CHALLENGE
Output the material beneath this task exactly, images excluded.

Location annotation dataset excerpts:
-*-

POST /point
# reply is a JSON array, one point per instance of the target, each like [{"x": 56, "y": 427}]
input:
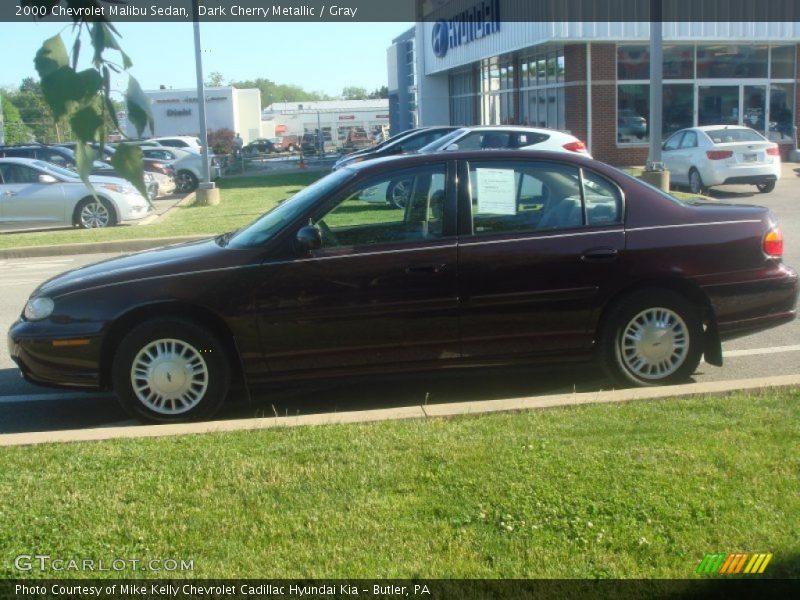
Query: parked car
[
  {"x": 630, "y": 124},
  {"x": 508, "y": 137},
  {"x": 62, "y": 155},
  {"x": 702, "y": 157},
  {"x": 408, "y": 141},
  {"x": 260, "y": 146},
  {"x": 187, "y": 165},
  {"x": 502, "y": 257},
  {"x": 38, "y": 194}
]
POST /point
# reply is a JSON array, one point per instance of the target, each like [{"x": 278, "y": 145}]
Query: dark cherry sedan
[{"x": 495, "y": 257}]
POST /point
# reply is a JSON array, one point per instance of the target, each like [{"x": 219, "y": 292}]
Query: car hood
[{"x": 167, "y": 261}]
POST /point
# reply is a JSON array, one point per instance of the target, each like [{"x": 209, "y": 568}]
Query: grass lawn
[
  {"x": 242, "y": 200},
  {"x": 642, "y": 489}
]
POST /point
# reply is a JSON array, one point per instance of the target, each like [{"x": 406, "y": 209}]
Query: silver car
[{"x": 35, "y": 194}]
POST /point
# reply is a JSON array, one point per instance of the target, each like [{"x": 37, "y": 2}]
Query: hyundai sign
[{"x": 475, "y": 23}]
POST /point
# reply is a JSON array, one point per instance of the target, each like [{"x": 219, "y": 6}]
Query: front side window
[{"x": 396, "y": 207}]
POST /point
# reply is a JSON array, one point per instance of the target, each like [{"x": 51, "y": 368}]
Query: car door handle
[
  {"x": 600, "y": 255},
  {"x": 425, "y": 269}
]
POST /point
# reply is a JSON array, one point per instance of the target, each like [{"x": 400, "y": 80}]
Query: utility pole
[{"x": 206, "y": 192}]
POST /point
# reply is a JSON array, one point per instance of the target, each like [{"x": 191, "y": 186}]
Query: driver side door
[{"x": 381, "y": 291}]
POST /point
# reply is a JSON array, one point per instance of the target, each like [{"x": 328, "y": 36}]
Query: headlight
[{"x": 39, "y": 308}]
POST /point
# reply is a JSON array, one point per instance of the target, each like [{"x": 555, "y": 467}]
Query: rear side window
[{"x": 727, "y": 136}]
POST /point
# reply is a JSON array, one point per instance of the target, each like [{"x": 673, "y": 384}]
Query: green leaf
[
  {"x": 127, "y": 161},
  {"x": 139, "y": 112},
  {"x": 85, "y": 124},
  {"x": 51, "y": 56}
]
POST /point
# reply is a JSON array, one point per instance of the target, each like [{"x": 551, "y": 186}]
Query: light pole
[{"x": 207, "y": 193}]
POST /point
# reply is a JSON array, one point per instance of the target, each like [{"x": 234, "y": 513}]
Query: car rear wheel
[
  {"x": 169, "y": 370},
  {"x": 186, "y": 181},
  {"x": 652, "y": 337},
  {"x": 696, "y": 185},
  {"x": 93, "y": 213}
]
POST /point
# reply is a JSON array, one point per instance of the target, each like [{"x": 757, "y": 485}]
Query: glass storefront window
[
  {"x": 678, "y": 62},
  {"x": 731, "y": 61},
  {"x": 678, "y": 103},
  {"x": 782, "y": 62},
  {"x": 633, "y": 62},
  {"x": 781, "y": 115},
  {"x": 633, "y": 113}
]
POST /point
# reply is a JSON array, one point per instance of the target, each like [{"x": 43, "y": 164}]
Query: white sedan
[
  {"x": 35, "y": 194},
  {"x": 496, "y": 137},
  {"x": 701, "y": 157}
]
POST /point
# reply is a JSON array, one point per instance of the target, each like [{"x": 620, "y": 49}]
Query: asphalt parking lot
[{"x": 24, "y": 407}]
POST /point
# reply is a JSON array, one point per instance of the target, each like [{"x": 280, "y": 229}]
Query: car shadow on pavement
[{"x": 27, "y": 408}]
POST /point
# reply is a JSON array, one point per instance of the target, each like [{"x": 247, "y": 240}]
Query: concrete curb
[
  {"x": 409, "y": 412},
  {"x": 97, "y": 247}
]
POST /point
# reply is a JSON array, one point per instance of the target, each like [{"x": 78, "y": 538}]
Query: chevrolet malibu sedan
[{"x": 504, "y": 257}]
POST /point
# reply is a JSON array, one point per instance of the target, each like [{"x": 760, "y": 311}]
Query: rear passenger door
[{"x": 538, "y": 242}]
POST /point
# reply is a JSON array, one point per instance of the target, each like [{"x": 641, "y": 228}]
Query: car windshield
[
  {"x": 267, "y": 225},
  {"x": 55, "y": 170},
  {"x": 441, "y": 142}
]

-*-

CORRECT RESPONSE
POST /point
# reply is a JSON array, one point per instance of the target, each like [{"x": 56, "y": 427}]
input:
Query: parked car
[
  {"x": 630, "y": 124},
  {"x": 508, "y": 137},
  {"x": 62, "y": 155},
  {"x": 702, "y": 157},
  {"x": 408, "y": 141},
  {"x": 260, "y": 146},
  {"x": 187, "y": 165},
  {"x": 502, "y": 257},
  {"x": 38, "y": 194}
]
POST /point
# reply is a JSON array, one point per instance of the target, each like [{"x": 278, "y": 145}]
Query: dark cherry sedan
[{"x": 495, "y": 257}]
POST /point
# reply is a JSON array, one point per instance of the target, each like [{"x": 219, "y": 292}]
Query: car hood
[{"x": 167, "y": 261}]
POST /point
# reply is a JSON array, one point per instance of the target, each like [{"x": 209, "y": 568}]
Query: grass lawn
[
  {"x": 242, "y": 200},
  {"x": 642, "y": 489}
]
POST /point
# reply is a JSON array, one point per instance of the target, each like [{"x": 406, "y": 209}]
Query: silver car
[{"x": 35, "y": 194}]
POST /point
# reply is a JSON array, one point per instance of the target, each like [{"x": 37, "y": 2}]
Query: hyundai sign
[{"x": 475, "y": 23}]
POST /point
# reply is a JSON array, one point per instance of the target, each like [{"x": 219, "y": 6}]
Query: front side window
[{"x": 396, "y": 207}]
POST /point
# reply is a JSON array, one point per instance of the target, each like [{"x": 51, "y": 368}]
Query: car door handle
[
  {"x": 600, "y": 255},
  {"x": 425, "y": 269}
]
POST /point
# reply is a JSON array, one point per instance of the target, each like [{"x": 400, "y": 80}]
Query: utility pole
[{"x": 206, "y": 192}]
POST /point
# reply is a JSON array, one point per instance of the target, each like [{"x": 191, "y": 186}]
Query: driver side door
[{"x": 381, "y": 291}]
POST /point
# reply is a JSON array, one point per instance of the target, each like [{"x": 328, "y": 36}]
Query: headlight
[{"x": 39, "y": 308}]
POST /point
# reply is a JSON array, one point per instance of the target, each like [{"x": 555, "y": 467}]
Query: rear side window
[{"x": 727, "y": 136}]
POST /point
# reply is a JSON array, one point per instance of the target, each like [{"x": 673, "y": 384}]
Query: green leaf
[
  {"x": 127, "y": 161},
  {"x": 139, "y": 112},
  {"x": 85, "y": 124},
  {"x": 51, "y": 56}
]
POST /point
# reply is a JSON array, one point per instance of the target, each like [{"x": 551, "y": 186}]
Query: light pole
[{"x": 207, "y": 193}]
POST /point
# reply is a JSON array, one point per instance of the target, each like [{"x": 234, "y": 513}]
Query: car rear wheel
[
  {"x": 169, "y": 370},
  {"x": 186, "y": 181},
  {"x": 652, "y": 337},
  {"x": 696, "y": 185},
  {"x": 93, "y": 213}
]
POST /point
# reply is a JSON array, one point per instance of the target, each like [{"x": 757, "y": 485}]
Query: glass storefront window
[
  {"x": 678, "y": 62},
  {"x": 731, "y": 61},
  {"x": 678, "y": 103},
  {"x": 782, "y": 62},
  {"x": 633, "y": 62},
  {"x": 781, "y": 115},
  {"x": 633, "y": 113}
]
POST /point
# reply is a JSON array, one point per instance of the target, each like [{"x": 43, "y": 164}]
Query: white sedan
[
  {"x": 35, "y": 194},
  {"x": 496, "y": 137},
  {"x": 701, "y": 157}
]
POST /point
# reply is a JSON array, one point per instance of the target, each like [{"x": 620, "y": 49}]
Query: asphalt parking lot
[{"x": 24, "y": 407}]
POST /point
# reply is a JSON array, one point per instance of the target, each like [{"x": 280, "y": 229}]
Query: car shadow on pavement
[{"x": 27, "y": 408}]
POST /point
# reply is a JSON array, one point per instance of the target, each like [{"x": 247, "y": 240}]
Query: concrete curb
[
  {"x": 409, "y": 412},
  {"x": 97, "y": 247}
]
POST /point
# reply is a JSON array, one point per instance of the target, each like [{"x": 78, "y": 538}]
Query: chevrolet malibu sedan
[{"x": 504, "y": 257}]
POST /point
# reply is a JSON array, one point per instance of the target, each like [{"x": 760, "y": 311}]
Query: rear passenger door
[{"x": 538, "y": 242}]
POST /point
# reply is a JSON array, one point per instance of the target, each like [{"x": 641, "y": 228}]
Query: car windshield
[
  {"x": 267, "y": 225},
  {"x": 55, "y": 170},
  {"x": 441, "y": 142}
]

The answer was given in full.